WORK INSTRUCTIONS => In the records below, rewrite the stretch from the line containing "Is any purple" through the line containing "54, 365, 81, 590". Replace "purple" with "violet" and keep everything else the same.

EXERCISE MATERIALS =>
□ □ □ □ □

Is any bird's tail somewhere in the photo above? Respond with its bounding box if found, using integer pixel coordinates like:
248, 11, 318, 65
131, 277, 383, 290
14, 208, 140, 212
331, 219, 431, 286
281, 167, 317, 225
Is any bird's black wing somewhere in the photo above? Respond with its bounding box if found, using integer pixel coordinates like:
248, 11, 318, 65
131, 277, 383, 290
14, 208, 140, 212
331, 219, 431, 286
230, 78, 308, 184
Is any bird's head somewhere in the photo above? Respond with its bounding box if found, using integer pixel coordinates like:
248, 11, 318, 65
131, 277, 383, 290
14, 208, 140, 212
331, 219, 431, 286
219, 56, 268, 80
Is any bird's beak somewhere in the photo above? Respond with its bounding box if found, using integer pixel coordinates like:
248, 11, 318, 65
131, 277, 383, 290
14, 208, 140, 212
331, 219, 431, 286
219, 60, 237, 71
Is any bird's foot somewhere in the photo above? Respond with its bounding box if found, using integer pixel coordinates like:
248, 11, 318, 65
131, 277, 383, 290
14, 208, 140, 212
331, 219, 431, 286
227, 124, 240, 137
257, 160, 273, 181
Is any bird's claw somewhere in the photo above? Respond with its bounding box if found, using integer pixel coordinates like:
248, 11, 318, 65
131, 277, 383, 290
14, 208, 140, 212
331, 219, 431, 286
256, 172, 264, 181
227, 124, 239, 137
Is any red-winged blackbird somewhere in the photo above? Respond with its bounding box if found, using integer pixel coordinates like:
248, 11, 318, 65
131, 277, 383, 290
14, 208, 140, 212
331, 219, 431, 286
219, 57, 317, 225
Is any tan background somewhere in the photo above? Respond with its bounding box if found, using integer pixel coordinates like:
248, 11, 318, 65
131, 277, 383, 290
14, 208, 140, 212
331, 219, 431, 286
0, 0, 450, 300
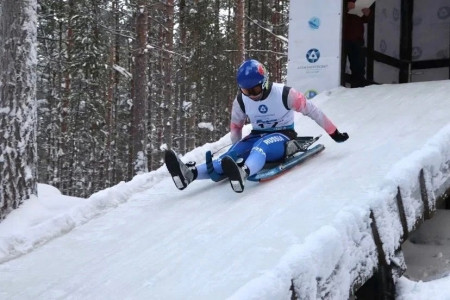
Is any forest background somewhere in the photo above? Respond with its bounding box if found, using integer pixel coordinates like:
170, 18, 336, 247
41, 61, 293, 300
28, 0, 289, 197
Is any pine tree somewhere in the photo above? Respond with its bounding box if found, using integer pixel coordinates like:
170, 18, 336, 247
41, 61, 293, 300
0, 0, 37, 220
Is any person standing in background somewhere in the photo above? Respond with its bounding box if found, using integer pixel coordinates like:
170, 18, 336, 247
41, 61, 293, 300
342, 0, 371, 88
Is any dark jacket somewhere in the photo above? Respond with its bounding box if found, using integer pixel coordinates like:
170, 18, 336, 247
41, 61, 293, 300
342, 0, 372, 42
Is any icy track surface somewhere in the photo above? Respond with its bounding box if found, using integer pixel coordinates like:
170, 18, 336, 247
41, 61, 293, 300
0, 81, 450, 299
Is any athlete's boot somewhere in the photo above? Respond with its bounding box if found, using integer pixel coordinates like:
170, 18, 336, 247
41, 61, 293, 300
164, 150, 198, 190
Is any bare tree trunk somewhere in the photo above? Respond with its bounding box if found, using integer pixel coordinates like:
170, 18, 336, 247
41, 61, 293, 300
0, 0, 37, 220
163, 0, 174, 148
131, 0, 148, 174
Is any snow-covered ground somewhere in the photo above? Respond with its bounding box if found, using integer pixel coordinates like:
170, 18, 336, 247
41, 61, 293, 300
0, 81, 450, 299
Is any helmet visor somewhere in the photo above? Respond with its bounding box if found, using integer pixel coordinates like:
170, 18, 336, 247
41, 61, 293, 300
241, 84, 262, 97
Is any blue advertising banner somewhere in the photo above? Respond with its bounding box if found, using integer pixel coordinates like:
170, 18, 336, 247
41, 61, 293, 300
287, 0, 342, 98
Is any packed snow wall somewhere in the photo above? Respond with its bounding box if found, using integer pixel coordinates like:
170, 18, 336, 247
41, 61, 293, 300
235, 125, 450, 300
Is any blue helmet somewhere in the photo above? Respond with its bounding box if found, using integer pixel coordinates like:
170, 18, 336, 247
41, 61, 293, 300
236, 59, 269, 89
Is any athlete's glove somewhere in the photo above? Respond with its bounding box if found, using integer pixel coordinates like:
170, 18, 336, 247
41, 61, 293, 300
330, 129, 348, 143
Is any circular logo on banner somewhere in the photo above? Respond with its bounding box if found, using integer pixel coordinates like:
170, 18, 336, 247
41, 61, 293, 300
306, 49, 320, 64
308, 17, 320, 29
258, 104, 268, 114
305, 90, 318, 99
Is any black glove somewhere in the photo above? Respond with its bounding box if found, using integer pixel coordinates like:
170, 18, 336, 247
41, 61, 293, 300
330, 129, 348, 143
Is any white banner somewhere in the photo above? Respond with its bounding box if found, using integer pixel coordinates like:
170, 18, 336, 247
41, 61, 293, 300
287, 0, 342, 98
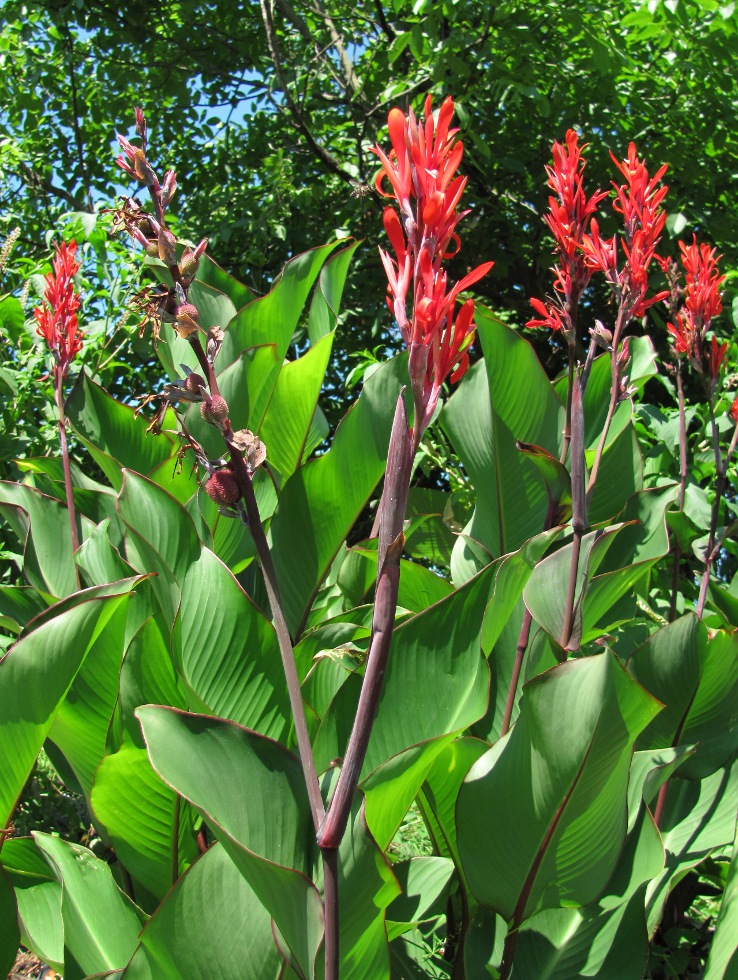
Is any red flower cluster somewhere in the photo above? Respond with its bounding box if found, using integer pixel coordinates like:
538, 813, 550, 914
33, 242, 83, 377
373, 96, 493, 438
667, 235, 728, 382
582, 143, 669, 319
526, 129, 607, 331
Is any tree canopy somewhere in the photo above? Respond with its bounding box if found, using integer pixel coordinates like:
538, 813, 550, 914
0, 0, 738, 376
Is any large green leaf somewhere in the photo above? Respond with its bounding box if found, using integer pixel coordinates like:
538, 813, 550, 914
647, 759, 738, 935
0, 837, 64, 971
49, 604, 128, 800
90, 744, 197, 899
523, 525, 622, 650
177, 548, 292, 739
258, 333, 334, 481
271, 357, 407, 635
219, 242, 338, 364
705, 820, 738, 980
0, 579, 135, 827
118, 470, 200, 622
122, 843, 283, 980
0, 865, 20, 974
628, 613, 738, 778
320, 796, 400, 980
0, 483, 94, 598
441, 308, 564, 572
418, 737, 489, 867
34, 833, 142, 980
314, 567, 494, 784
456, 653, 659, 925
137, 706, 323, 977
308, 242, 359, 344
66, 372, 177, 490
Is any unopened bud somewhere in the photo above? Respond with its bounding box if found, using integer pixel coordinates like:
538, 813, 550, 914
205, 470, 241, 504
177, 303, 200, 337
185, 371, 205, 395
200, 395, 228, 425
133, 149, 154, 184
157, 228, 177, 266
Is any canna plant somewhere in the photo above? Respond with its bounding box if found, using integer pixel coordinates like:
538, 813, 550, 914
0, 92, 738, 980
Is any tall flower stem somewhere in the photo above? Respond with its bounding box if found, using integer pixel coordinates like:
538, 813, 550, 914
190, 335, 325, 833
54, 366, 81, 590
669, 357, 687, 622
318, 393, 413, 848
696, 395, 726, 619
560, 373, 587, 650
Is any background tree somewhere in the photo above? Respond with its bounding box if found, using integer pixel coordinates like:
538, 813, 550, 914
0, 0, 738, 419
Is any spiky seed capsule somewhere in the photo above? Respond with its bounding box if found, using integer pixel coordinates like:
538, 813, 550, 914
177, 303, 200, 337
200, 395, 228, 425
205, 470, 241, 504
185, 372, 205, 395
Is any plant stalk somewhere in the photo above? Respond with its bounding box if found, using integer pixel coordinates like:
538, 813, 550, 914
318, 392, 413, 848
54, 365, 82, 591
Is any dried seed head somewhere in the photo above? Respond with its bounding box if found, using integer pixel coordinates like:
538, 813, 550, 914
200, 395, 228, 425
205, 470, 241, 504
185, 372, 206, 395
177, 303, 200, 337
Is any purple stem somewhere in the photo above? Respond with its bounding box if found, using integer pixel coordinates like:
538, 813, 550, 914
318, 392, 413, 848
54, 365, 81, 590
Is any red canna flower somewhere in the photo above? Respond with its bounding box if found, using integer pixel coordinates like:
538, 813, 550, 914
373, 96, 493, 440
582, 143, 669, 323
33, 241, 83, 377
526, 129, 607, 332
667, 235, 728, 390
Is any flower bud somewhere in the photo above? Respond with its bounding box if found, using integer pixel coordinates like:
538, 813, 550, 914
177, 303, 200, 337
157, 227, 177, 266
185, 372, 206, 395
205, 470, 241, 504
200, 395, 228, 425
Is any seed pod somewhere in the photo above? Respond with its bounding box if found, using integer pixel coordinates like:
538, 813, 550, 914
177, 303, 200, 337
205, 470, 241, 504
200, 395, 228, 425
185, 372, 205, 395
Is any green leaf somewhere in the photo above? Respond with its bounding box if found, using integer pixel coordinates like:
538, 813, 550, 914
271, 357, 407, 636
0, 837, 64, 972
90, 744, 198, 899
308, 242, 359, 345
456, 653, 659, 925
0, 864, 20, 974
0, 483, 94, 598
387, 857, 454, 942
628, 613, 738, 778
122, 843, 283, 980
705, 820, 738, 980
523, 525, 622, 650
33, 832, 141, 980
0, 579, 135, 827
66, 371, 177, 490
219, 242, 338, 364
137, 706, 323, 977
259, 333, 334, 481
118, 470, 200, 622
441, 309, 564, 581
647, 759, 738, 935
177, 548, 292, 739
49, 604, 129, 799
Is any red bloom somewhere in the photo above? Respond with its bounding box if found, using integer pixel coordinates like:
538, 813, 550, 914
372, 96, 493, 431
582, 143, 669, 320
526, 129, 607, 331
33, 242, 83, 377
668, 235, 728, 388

□ □ □ □ □

FINISHED ANSWER =>
Is any violet stem somewhere in the photo above? Respond with its bounding box if found, using integer pixel coordinates like:
538, 813, 550, 914
318, 392, 413, 848
54, 365, 81, 590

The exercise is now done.